**Prompt:**
The data below should be printed in full, exactly, and without any of its images.

**Records shown:**
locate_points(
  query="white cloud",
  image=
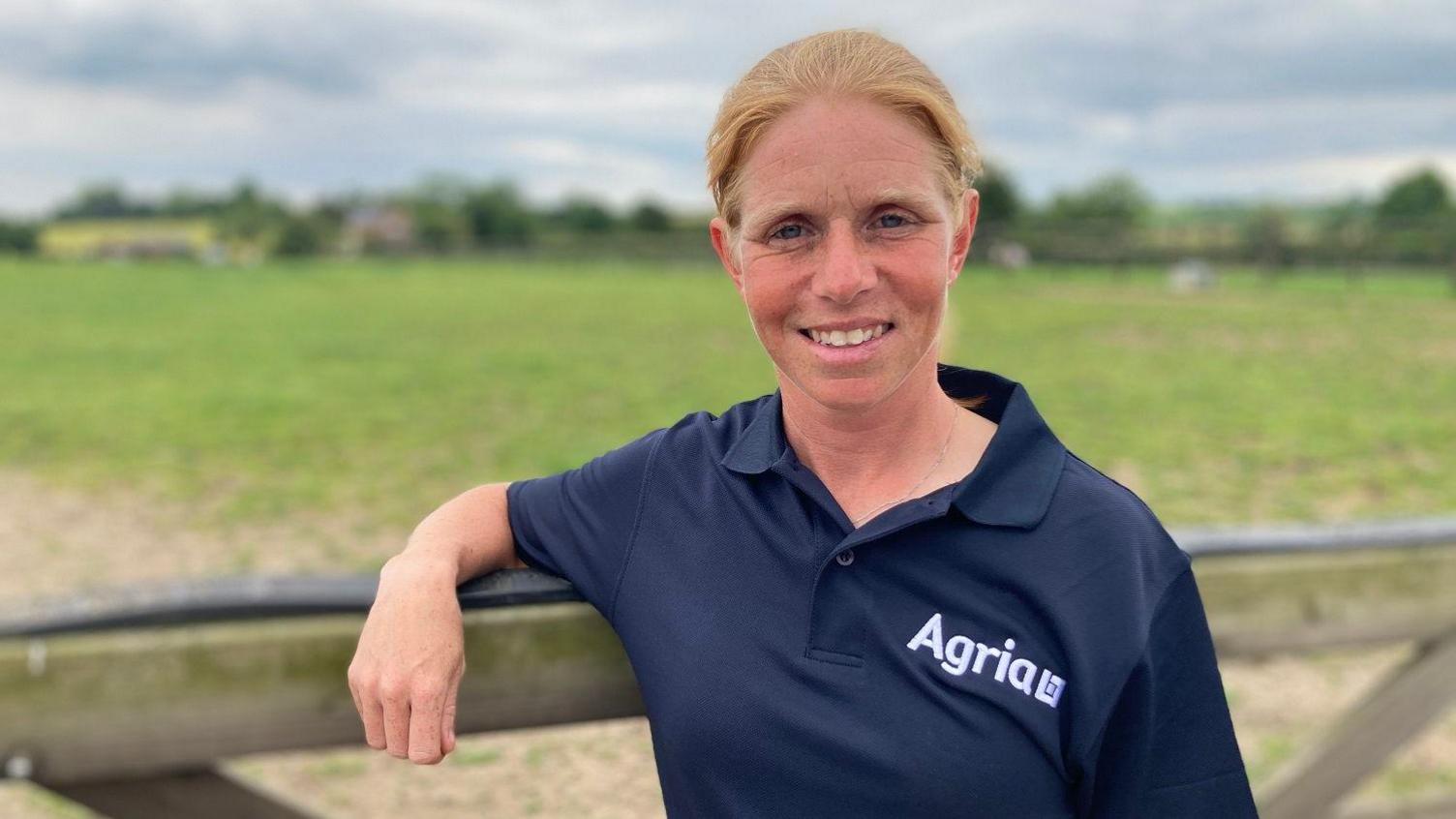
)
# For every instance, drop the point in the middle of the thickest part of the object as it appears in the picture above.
(615, 97)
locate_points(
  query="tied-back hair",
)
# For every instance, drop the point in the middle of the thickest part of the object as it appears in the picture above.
(836, 63)
(846, 63)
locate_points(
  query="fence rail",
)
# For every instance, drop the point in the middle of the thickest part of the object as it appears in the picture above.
(127, 700)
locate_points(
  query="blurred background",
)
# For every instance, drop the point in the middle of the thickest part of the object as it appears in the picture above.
(279, 279)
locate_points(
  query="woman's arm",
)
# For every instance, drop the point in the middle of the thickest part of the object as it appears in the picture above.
(407, 669)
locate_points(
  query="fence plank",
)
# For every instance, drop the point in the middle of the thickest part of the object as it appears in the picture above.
(188, 795)
(143, 703)
(1397, 709)
(1267, 603)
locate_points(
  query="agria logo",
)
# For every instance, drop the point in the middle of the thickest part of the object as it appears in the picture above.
(961, 653)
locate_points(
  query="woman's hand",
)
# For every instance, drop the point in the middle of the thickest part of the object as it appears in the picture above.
(407, 671)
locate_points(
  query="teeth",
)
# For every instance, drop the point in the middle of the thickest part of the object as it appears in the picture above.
(840, 338)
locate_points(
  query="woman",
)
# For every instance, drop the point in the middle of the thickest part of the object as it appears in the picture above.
(886, 589)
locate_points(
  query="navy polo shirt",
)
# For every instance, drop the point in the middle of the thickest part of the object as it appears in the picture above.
(1027, 642)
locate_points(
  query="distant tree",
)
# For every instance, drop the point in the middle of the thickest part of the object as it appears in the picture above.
(497, 216)
(1001, 202)
(1114, 199)
(652, 218)
(302, 235)
(1097, 222)
(1267, 236)
(103, 199)
(248, 215)
(439, 228)
(187, 202)
(584, 215)
(17, 238)
(1417, 196)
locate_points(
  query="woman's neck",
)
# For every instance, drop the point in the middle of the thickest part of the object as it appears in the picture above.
(877, 449)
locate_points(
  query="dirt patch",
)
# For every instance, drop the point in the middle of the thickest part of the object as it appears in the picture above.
(58, 541)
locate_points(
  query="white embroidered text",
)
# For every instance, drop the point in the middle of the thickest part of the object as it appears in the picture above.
(961, 653)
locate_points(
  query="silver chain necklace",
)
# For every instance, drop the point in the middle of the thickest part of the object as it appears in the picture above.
(938, 459)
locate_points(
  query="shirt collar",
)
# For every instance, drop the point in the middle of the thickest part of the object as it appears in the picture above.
(1013, 484)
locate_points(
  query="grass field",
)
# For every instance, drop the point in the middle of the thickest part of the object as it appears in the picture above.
(372, 392)
(384, 388)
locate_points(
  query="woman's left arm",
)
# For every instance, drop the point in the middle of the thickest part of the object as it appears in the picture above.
(1168, 746)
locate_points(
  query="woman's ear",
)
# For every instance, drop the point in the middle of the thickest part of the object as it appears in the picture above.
(727, 250)
(964, 229)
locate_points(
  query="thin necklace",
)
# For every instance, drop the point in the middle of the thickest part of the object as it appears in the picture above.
(954, 415)
(944, 447)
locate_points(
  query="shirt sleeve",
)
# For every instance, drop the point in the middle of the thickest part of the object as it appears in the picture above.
(580, 524)
(1168, 746)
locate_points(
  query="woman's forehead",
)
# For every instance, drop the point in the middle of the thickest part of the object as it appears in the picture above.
(839, 150)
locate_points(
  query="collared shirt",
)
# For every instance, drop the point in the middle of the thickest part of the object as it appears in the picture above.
(1027, 642)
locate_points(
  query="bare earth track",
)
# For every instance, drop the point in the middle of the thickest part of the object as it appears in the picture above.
(58, 541)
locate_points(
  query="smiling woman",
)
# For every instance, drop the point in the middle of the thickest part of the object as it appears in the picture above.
(886, 589)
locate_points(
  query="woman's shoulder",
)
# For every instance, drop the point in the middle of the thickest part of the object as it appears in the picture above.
(1111, 533)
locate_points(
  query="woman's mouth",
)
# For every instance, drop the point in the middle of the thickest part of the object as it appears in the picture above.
(839, 348)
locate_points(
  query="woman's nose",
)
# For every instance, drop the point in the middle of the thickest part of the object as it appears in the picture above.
(845, 268)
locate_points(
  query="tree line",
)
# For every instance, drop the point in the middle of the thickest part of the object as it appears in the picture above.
(1111, 219)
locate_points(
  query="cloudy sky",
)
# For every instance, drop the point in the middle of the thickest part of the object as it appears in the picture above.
(1294, 100)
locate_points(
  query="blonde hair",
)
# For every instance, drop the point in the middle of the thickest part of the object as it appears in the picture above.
(846, 63)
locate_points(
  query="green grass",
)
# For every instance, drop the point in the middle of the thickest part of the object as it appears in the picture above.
(383, 388)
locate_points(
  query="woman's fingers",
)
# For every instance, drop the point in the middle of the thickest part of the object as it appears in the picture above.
(366, 701)
(447, 718)
(396, 720)
(424, 726)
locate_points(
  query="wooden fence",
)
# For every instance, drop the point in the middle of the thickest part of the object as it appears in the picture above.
(127, 700)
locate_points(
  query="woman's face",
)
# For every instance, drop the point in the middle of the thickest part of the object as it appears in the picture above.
(845, 227)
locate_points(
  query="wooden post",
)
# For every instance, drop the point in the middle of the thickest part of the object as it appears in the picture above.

**Task output:**
locate_points(
  query="white cloud",
  image=
)
# For every instance, drop the point in the middle of the thickest part of the object as it appears in the picture above.
(615, 97)
locate_points(
  query="tied-back hair",
)
# For every instance, drop the point in the middle of the thickest part of the object as it appears in the picture above.
(836, 63)
(846, 63)
locate_points(
  query="fence rail",
)
# For every instance, drop the point in the middle of the thickest part of the object as it appears in the picture above.
(127, 700)
locate_points(
  query="blurred background",
)
# For every instance, drop the point in the middle of the thickest part of the object as it appears in the picture above.
(279, 279)
locate_points(
  query="woman's arm",
)
# For every instance, drop the point in the middle of the thickest part of the object as it appears in the picture above.
(407, 669)
locate_points(
  query="fence plank",
)
# For every instance, drop the point in the middle of the thickest part of the object as it appears in the picture above.
(188, 795)
(143, 703)
(1397, 709)
(1267, 603)
locate_points(
  query="agria logo",
)
# For every instance, drop the point in the middle of the thickest part of the object as it appears in the picture above.
(961, 653)
locate_points(
  query="woman's hand",
)
# For every instance, drop the point in the middle of the thickest part of the object as it appears in the picture above.
(407, 671)
locate_points(
  query="teeth",
)
# For every instance, drop the point in the middle of the thickest part of the object as it appears in the picture above.
(840, 338)
locate_points(
  query="woman",
)
# For every instance, drop the point in the middle of the thickest part of the object as it appears in the picture above.
(886, 589)
locate_points(
  query="navy polo shirt",
)
# For every instance, drop the point in the middle of the thickest part of the object as it appears in the picture above.
(1027, 642)
locate_points(
  query="distant tree",
)
# For every instance, drop the point in the middle of the thickest part of the object as it appears in the picture above.
(497, 216)
(1001, 202)
(1114, 199)
(652, 218)
(302, 235)
(1097, 222)
(1267, 236)
(103, 199)
(248, 215)
(439, 228)
(187, 202)
(584, 215)
(17, 238)
(1417, 196)
locate_points(
  query="woman's neck",
)
# For every instance, drop the point in the middle of the thickest part of the object as it appears in the picture above.
(877, 449)
locate_points(
  query="dirt patch",
)
# For every instance, drop the point in the middle of the thickest part of the object as it appears in the picture above.
(58, 541)
locate_points(
  query="white embroidered text",
)
# For every instance, drop the point in the middle of the thickest part of the object as it appears in the picture above.
(961, 653)
locate_points(
  query="silver chain necklace",
)
# For every instance, drop the point in the middle of the thickest part of the object as it appears in the picture above.
(938, 459)
locate_points(
  query="shirt collar",
)
# For every instance, drop the point in the middle of the thickest part of the object as it appears in the picture above.
(1013, 484)
locate_points(
  query="grass field",
)
# For every instance, drop the point in the middle of the thickest part of the object as it appears in the picture above.
(372, 392)
(384, 388)
locate_points(
  query="woman's left arm",
)
# For every instance, drop the point in the middle of the thickest part of the object as it appears in the picture above.
(1168, 746)
locate_points(
  query="woman's ear",
)
# For every instance, drop the point in the middle of the thickest part of the object as it appears in the picture above.
(727, 250)
(964, 229)
locate_points(
  query="thin necklace",
)
# For every instance, drop the point in the middle of the thickest part of the object as it appears in the picture above.
(954, 415)
(944, 447)
locate_points(
  query="shirt sleeve",
)
# For every instance, drop the point in the middle of the thickest part of the object as it appears in the picture above.
(580, 524)
(1168, 746)
locate_points(
  query="woman's forehead",
)
# For every instance, drop the point in the middle of the thickest part of the object as it appears in the picture above.
(839, 150)
locate_points(
  query="collared shirt",
)
# For every instance, drop the point in the middle of the thickest part of the object as it appears in the picture above.
(1027, 642)
locate_points(
  query="bare earth track",
)
# For every instance, drop the point in the middle of the thickest part of the object as it appears in the picture above.
(58, 541)
locate_points(
  query="smiling woman",
)
# For every instance, drop the point in the middle of the thickest part of the object as it appears in the picture above.
(886, 589)
locate_points(
  query="woman's shoulder",
)
# For every instance, drop the point in the middle of the thickest part of the object as it appears in the picture above.
(1111, 533)
locate_points(
  query="woman's mouth",
)
# For every instance, drop the point in the middle of the thickest part of the object as it appears in the picture above.
(839, 348)
locate_points(
  query="woman's nose",
)
# For every instance, drop the point in the middle of the thickest part of the object as it appears in the picture above.
(845, 268)
locate_points(
  query="tree line",
)
# For every instance, drop the point in the middle of the thickest part of the object as it appears in the picture above.
(1111, 219)
locate_points(
  query="cloudy sky",
)
# For every instance, drop the point in the middle of the thickest part of the object as it appears in the picture above.
(1294, 100)
locate_points(
  query="blonde hair",
)
# For every instance, drop the point in the middle of the thickest part of the object as it appears in the picture above.
(846, 63)
locate_points(
  query="green grass",
)
# For every instance, drop the point in the middle of the thickest part of the object as it appears in the picture above.
(383, 388)
locate_points(
  query="woman's fingers",
)
# For every instance, drop the point in the middle of the thickest part of the object as it appears in the picture above.
(366, 701)
(447, 718)
(396, 720)
(424, 726)
locate_points(
  query="wooden fence",
)
# For every instance, drop the point in the middle of the thickest part of the object as it appears in the picture above.
(127, 700)
locate_points(
  query="woman's face",
)
# For every instance, drop the point in the middle of the thickest part of the object as it appears in the picture above.
(845, 227)
locate_points(
  query="wooden post",
)
# For every instance, drop the point in the middle of the thickest part of the object as it appears in the picture above.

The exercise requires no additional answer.